Task details: Retype the records from the line containing "Mark wind turbine blade." through the line containing "[249,85,270,129]", with both of those lines included, and nothing else.

Input for this task:
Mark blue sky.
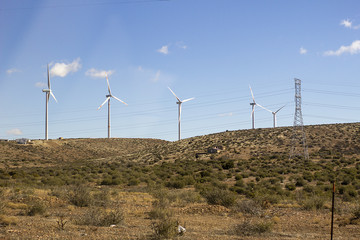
[0,0,360,140]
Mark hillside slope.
[0,123,360,166]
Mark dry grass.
[0,123,360,240]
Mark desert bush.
[92,189,110,207]
[67,185,93,207]
[151,218,179,240]
[233,219,273,236]
[285,183,296,191]
[352,206,360,219]
[26,201,46,216]
[0,215,17,226]
[200,187,236,207]
[300,195,325,210]
[231,199,263,216]
[75,207,124,226]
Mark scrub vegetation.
[0,123,360,239]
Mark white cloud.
[340,19,360,29]
[299,47,307,55]
[176,42,187,50]
[152,70,160,82]
[218,112,234,117]
[6,128,22,136]
[85,68,115,78]
[6,68,21,75]
[50,58,81,77]
[324,40,360,56]
[35,82,47,88]
[340,19,352,28]
[157,45,169,55]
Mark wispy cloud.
[50,58,81,77]
[175,41,187,50]
[35,82,47,88]
[157,45,169,55]
[218,112,234,117]
[6,128,22,136]
[85,68,115,78]
[324,40,360,56]
[6,68,21,75]
[152,70,161,82]
[156,41,187,55]
[131,66,176,84]
[299,47,307,55]
[340,19,360,29]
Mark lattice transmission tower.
[290,78,309,160]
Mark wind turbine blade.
[249,85,255,103]
[97,97,110,110]
[106,74,111,95]
[256,104,272,113]
[47,64,51,89]
[50,90,57,102]
[182,98,195,102]
[250,105,256,118]
[112,96,128,105]
[275,105,286,113]
[168,87,181,102]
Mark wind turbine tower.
[249,85,271,129]
[97,74,128,138]
[258,105,285,128]
[168,87,194,141]
[271,105,285,128]
[42,64,57,140]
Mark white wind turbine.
[97,74,127,138]
[168,87,194,140]
[258,105,286,128]
[42,64,57,140]
[249,85,270,129]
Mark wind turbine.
[42,64,57,140]
[271,105,286,128]
[249,85,271,129]
[168,87,194,140]
[250,88,286,128]
[97,74,128,138]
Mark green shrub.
[300,195,325,210]
[68,185,93,207]
[26,202,46,216]
[285,183,296,191]
[232,199,263,216]
[75,208,124,226]
[200,187,236,207]
[234,219,273,236]
[151,218,178,240]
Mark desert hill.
[0,123,360,165]
[0,123,360,240]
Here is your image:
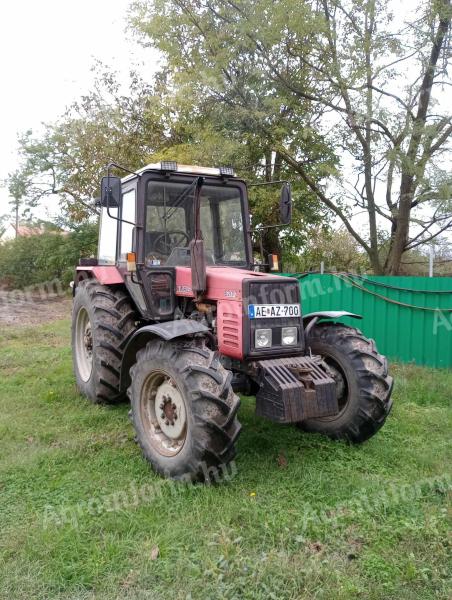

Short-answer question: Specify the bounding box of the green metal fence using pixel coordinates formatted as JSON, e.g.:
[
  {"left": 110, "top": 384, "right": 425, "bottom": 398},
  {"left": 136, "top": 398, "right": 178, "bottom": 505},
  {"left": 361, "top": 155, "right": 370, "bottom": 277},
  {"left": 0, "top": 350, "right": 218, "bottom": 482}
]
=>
[{"left": 286, "top": 273, "right": 452, "bottom": 367}]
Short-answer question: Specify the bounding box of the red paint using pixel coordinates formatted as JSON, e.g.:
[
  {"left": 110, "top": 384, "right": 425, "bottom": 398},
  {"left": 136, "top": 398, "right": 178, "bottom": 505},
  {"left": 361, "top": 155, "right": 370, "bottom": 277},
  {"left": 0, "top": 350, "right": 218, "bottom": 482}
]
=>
[
  {"left": 176, "top": 267, "right": 287, "bottom": 360},
  {"left": 176, "top": 267, "right": 278, "bottom": 302},
  {"left": 77, "top": 265, "right": 124, "bottom": 285}
]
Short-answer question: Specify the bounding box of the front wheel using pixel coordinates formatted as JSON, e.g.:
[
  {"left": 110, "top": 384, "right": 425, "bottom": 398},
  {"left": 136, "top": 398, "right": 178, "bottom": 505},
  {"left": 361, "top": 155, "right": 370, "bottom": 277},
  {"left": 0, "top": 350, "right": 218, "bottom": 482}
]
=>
[
  {"left": 128, "top": 339, "right": 241, "bottom": 481},
  {"left": 300, "top": 322, "right": 393, "bottom": 443}
]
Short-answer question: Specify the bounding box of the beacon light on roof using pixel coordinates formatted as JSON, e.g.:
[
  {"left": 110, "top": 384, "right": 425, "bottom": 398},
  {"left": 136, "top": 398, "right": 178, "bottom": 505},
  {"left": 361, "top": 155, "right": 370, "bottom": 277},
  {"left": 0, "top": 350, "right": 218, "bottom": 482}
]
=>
[
  {"left": 220, "top": 167, "right": 235, "bottom": 177},
  {"left": 160, "top": 160, "right": 177, "bottom": 171}
]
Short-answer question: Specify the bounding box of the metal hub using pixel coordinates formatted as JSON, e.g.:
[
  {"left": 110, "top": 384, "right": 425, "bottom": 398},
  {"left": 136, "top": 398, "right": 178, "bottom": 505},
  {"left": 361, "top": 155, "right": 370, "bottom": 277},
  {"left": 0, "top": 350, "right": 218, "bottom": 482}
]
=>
[
  {"left": 141, "top": 371, "right": 187, "bottom": 456},
  {"left": 155, "top": 381, "right": 186, "bottom": 439}
]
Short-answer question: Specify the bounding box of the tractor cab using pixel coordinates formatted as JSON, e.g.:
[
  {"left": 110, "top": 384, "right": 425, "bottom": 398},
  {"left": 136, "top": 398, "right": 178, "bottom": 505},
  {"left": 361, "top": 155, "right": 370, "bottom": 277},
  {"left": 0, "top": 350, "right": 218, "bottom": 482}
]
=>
[{"left": 98, "top": 163, "right": 251, "bottom": 268}]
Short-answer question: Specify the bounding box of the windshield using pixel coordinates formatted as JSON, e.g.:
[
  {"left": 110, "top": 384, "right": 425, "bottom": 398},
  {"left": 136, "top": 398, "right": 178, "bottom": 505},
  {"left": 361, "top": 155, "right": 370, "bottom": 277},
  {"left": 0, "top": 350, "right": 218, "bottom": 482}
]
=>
[{"left": 145, "top": 181, "right": 246, "bottom": 266}]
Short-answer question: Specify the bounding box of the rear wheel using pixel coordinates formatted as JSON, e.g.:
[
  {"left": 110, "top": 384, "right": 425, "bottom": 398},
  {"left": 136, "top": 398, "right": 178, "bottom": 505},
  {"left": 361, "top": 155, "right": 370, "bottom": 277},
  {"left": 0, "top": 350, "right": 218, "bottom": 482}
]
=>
[
  {"left": 128, "top": 339, "right": 241, "bottom": 481},
  {"left": 72, "top": 280, "right": 136, "bottom": 403},
  {"left": 300, "top": 323, "right": 393, "bottom": 443}
]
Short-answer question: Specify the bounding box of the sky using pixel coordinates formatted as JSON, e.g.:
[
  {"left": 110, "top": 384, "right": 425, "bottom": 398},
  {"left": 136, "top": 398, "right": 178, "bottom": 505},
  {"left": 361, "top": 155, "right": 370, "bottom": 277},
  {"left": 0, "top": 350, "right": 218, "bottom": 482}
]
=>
[{"left": 0, "top": 0, "right": 149, "bottom": 216}]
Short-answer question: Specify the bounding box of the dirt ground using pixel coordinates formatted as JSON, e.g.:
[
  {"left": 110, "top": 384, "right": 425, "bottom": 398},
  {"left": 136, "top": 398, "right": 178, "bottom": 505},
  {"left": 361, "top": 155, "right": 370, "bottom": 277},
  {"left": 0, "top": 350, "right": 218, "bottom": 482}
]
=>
[{"left": 0, "top": 291, "right": 72, "bottom": 327}]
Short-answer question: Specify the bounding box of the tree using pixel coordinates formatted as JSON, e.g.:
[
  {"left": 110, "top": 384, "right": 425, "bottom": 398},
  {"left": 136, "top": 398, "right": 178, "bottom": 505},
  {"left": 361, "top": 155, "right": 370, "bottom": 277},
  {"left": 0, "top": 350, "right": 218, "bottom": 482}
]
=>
[
  {"left": 10, "top": 65, "right": 177, "bottom": 223},
  {"left": 7, "top": 170, "right": 27, "bottom": 237},
  {"left": 132, "top": 0, "right": 452, "bottom": 274}
]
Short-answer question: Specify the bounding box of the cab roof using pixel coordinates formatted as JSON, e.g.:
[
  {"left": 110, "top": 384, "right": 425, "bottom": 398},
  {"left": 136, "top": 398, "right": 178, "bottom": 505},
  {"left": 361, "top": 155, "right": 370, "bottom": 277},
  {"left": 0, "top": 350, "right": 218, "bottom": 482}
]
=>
[{"left": 121, "top": 161, "right": 235, "bottom": 183}]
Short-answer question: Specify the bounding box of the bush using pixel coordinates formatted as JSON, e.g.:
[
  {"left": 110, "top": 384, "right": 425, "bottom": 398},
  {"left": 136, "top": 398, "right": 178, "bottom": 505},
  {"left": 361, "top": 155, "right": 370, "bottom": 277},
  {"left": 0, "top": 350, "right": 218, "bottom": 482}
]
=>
[{"left": 0, "top": 224, "right": 98, "bottom": 289}]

The solution:
Mark wind turbine blade.
[249,85,255,103]
[97,97,110,110]
[106,74,111,95]
[256,104,272,113]
[47,64,51,89]
[50,90,57,102]
[182,98,195,102]
[250,105,256,118]
[112,96,128,105]
[275,105,286,113]
[168,87,181,102]
Mark wind turbine tower.
[249,85,271,129]
[97,74,128,138]
[258,105,285,128]
[168,87,194,141]
[271,105,285,128]
[42,64,57,140]
Mark white wind turbine.
[97,74,127,138]
[168,87,194,140]
[258,105,286,128]
[42,64,57,140]
[249,85,270,129]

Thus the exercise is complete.